§ EXERCISE REQUIREMENTS
All lines of the material below that include the string "positive" are to be copied.

§ RECORDED DATA
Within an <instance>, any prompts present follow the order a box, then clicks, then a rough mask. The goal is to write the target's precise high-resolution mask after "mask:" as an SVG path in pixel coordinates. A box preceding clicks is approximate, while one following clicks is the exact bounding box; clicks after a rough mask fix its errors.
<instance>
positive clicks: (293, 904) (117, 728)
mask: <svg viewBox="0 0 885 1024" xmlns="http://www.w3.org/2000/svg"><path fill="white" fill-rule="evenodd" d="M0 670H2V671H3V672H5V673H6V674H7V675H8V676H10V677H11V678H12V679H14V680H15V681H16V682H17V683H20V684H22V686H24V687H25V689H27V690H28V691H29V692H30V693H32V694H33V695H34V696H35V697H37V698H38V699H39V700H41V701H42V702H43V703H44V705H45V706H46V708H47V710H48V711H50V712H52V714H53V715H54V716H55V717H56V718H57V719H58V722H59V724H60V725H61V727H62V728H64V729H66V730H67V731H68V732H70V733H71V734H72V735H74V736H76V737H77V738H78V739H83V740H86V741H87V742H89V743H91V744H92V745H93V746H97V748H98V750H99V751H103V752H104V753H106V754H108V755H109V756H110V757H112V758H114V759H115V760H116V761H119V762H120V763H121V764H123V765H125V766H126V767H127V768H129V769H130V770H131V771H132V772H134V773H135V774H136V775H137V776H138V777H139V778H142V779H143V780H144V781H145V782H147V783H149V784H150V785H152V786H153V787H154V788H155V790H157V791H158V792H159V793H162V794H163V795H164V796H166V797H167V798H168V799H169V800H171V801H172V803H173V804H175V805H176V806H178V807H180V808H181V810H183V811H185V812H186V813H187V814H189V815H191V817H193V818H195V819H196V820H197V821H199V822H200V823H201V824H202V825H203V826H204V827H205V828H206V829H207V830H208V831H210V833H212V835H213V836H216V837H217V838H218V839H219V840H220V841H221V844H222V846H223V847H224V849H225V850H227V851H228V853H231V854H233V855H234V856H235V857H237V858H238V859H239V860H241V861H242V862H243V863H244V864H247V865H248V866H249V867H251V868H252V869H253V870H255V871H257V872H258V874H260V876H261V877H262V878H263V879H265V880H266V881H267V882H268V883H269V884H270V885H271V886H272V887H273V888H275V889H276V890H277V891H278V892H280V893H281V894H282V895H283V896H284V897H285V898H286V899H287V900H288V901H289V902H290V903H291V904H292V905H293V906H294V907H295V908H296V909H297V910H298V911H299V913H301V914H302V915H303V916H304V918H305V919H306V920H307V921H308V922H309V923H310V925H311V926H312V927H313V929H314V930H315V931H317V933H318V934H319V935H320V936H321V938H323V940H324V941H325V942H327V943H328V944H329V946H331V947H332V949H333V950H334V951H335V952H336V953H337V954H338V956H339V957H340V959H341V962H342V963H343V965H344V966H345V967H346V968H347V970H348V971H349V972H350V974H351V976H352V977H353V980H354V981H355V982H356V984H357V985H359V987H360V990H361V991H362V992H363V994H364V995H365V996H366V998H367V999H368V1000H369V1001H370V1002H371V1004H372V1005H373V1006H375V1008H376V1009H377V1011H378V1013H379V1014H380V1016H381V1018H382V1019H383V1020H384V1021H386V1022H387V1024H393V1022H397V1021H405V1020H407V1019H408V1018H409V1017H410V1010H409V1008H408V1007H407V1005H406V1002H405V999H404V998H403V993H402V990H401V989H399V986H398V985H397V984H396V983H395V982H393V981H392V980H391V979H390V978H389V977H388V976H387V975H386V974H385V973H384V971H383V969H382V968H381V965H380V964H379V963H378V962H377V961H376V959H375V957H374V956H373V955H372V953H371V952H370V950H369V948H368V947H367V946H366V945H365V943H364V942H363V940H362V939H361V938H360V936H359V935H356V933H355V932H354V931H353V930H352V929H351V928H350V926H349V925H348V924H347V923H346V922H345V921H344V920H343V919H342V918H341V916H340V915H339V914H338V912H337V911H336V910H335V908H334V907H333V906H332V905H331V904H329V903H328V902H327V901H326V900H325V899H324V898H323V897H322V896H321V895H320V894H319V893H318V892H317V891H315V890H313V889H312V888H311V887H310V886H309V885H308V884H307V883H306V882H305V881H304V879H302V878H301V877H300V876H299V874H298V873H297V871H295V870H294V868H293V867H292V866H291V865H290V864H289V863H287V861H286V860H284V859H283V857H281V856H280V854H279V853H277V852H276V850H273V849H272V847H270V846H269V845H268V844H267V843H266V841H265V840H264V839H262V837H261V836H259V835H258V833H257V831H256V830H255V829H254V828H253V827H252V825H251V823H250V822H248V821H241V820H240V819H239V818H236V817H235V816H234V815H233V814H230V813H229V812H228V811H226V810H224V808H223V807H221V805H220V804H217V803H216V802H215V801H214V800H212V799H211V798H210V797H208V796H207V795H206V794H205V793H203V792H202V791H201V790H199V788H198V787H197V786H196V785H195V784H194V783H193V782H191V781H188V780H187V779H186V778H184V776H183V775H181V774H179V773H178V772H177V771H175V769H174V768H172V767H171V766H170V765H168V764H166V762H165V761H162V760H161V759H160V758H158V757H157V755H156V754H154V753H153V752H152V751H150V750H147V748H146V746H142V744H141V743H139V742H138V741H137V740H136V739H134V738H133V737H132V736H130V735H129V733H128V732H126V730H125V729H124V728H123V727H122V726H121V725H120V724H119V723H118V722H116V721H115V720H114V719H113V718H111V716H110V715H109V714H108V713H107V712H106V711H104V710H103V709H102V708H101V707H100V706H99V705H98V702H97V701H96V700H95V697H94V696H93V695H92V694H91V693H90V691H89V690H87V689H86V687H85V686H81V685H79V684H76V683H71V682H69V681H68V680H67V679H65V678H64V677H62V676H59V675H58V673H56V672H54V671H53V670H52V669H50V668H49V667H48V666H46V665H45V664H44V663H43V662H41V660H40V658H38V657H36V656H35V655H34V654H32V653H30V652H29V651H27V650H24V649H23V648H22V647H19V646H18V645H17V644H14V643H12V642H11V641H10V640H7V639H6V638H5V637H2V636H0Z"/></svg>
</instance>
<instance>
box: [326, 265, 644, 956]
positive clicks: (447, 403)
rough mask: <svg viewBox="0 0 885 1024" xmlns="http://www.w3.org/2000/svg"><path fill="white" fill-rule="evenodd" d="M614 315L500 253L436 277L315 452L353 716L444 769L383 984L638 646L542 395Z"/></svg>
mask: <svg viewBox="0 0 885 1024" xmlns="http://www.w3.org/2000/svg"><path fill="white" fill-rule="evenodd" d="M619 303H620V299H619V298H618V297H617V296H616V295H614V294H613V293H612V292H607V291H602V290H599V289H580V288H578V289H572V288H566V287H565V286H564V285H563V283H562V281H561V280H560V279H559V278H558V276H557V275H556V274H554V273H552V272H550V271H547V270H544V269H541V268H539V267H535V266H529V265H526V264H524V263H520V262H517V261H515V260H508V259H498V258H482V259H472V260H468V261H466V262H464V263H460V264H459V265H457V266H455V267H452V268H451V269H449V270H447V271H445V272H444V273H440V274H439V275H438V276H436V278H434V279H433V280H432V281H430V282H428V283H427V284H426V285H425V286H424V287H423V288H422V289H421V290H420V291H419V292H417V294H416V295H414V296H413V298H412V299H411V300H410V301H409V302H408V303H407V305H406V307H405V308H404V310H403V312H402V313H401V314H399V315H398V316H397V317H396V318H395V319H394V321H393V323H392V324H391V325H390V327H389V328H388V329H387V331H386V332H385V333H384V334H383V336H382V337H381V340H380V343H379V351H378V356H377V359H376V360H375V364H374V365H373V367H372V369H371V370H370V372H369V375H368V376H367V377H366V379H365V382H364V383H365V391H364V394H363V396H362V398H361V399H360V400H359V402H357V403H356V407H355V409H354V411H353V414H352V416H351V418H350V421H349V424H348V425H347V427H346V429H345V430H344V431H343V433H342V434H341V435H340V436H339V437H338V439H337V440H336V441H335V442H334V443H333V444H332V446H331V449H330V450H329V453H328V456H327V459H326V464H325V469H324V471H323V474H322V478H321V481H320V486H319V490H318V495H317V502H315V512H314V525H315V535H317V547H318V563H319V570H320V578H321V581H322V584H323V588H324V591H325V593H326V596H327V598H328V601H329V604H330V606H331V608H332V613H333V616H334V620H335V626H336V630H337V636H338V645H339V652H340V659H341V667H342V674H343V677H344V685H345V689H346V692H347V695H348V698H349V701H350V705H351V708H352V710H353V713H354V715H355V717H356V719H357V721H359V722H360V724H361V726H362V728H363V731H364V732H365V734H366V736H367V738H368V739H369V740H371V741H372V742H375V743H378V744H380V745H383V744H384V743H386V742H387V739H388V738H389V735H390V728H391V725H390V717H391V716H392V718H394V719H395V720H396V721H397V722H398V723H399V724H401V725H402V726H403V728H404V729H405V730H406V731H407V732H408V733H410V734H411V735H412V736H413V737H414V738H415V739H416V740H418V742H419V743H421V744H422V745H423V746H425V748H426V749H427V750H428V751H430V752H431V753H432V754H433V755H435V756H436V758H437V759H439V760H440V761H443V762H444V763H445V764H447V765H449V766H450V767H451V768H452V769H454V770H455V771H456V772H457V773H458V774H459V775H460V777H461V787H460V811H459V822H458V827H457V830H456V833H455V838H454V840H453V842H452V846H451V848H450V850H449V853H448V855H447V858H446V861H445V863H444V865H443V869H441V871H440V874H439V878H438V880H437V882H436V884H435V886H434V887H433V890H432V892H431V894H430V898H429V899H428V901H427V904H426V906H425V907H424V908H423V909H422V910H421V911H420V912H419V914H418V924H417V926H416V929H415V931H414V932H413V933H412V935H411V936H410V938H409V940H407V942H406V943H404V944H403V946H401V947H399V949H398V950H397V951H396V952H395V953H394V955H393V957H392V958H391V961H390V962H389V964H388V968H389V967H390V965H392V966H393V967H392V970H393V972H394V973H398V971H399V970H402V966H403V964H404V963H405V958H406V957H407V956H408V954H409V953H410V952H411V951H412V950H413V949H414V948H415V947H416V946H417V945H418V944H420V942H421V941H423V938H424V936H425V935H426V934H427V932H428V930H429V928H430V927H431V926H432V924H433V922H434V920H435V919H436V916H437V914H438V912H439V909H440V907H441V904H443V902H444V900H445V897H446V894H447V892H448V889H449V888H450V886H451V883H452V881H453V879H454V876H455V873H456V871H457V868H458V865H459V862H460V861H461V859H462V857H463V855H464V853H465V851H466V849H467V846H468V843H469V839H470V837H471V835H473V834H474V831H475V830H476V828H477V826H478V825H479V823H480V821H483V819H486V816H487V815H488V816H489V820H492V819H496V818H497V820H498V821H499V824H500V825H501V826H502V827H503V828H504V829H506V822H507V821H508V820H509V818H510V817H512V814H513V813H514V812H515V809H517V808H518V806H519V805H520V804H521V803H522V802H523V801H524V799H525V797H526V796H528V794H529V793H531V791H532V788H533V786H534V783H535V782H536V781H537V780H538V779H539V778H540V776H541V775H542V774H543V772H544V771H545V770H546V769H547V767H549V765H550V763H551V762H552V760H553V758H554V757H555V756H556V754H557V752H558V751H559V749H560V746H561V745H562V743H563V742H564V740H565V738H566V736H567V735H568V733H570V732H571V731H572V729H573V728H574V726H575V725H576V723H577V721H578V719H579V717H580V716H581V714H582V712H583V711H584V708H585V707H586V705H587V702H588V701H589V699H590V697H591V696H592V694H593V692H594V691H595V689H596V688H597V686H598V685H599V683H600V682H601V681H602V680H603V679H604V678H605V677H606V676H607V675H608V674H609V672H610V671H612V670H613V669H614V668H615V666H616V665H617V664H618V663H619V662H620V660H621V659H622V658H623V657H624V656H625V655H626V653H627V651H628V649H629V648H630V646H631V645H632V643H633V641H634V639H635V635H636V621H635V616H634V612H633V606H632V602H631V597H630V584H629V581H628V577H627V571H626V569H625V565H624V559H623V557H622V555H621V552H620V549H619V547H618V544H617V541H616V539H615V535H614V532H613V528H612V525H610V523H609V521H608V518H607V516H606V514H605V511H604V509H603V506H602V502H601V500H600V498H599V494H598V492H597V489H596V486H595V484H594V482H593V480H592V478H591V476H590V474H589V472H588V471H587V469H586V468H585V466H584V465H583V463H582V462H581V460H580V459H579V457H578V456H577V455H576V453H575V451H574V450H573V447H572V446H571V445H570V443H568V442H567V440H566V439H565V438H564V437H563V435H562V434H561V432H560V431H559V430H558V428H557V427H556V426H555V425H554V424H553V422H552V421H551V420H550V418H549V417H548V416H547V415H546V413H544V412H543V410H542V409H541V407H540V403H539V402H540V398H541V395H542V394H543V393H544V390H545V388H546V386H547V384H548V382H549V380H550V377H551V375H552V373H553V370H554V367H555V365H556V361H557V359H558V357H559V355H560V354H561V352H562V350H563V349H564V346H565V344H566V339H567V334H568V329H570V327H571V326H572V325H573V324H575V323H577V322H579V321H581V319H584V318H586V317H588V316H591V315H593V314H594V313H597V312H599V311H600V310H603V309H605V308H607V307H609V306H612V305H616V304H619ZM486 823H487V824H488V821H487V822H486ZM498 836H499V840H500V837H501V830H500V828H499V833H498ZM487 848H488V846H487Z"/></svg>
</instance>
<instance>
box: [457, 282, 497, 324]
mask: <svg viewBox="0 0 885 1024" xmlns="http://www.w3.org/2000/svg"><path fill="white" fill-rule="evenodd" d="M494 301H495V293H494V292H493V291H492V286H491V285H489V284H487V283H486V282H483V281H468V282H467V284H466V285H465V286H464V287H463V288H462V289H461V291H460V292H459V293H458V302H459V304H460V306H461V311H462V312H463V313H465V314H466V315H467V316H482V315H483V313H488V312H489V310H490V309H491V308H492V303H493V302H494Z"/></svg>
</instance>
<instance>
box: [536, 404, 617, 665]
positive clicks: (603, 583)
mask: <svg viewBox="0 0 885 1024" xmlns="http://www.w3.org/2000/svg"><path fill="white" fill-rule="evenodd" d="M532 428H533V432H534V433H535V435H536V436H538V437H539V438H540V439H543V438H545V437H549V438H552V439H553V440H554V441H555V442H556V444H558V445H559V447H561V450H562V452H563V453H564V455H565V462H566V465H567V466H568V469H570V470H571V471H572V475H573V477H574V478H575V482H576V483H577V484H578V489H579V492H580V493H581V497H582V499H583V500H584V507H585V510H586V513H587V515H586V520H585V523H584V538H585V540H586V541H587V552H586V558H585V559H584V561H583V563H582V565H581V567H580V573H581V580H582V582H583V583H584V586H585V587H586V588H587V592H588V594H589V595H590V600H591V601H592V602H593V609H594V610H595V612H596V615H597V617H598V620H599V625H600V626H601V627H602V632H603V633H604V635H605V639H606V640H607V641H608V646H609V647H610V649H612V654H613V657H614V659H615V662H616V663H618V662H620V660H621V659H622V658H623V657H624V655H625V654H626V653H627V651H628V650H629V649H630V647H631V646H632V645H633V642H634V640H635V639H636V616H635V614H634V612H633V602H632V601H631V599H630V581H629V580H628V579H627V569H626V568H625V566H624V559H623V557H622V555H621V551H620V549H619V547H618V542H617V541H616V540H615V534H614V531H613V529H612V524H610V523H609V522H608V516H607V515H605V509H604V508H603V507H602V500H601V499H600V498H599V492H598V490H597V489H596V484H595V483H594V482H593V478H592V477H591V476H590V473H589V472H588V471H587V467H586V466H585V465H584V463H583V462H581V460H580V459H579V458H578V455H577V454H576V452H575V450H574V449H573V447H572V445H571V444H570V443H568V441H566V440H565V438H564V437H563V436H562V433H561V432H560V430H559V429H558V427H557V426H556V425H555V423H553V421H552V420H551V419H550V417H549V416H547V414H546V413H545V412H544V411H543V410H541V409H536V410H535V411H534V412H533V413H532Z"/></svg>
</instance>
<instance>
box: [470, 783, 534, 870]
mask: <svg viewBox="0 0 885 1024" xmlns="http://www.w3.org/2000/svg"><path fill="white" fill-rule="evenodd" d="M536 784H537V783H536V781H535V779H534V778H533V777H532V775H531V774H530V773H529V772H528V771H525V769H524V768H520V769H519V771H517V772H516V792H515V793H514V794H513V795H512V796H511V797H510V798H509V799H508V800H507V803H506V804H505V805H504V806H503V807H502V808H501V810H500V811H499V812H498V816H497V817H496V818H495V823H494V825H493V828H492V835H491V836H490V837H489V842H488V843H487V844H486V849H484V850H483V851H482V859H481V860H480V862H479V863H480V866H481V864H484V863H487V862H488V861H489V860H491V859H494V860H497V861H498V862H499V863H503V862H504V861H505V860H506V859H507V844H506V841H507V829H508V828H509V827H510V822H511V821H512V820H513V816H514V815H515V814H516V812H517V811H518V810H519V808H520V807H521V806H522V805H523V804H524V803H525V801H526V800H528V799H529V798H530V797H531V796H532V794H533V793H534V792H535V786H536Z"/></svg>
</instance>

§ YOUR SOLUTION
positive clicks: (293, 904) (117, 728)
positive clicks: (447, 403)
positive clicks: (603, 583)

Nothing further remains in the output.